Work task >> Your copy should repeat the data that follows exactly and contain no image.

Data to examine >>
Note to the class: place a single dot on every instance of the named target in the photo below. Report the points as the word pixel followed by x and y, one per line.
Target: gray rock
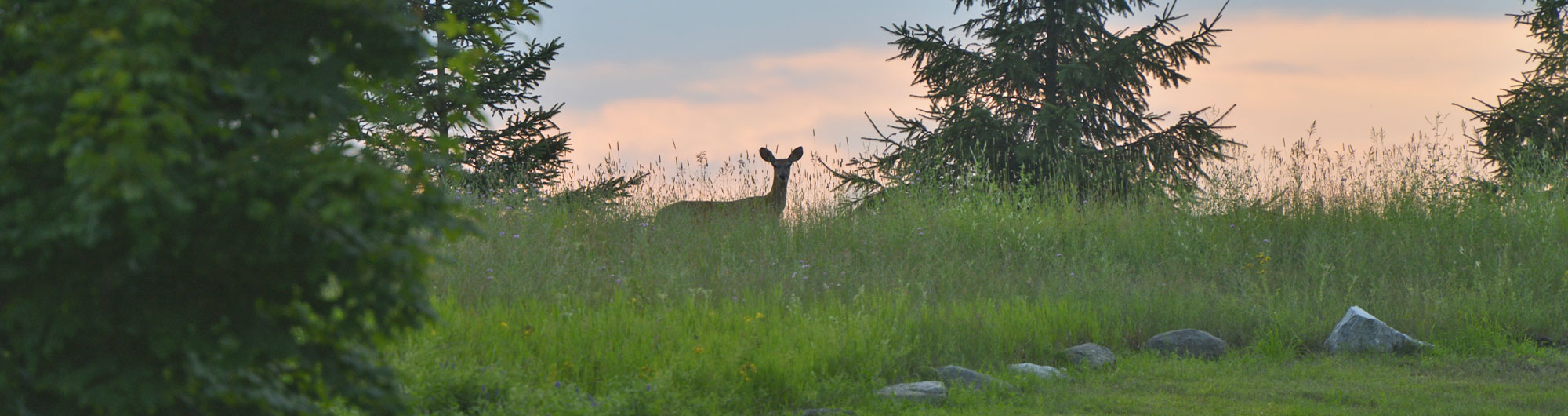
pixel 1045 373
pixel 1362 332
pixel 971 379
pixel 1092 356
pixel 1191 343
pixel 923 392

Your solution >>
Note to the class: place a single dot on every instance of the named target in the photo below. Report the points as the word pixel followed by x and y, one per line.
Target: gray rock
pixel 1045 373
pixel 1362 332
pixel 971 379
pixel 1092 356
pixel 1191 343
pixel 923 392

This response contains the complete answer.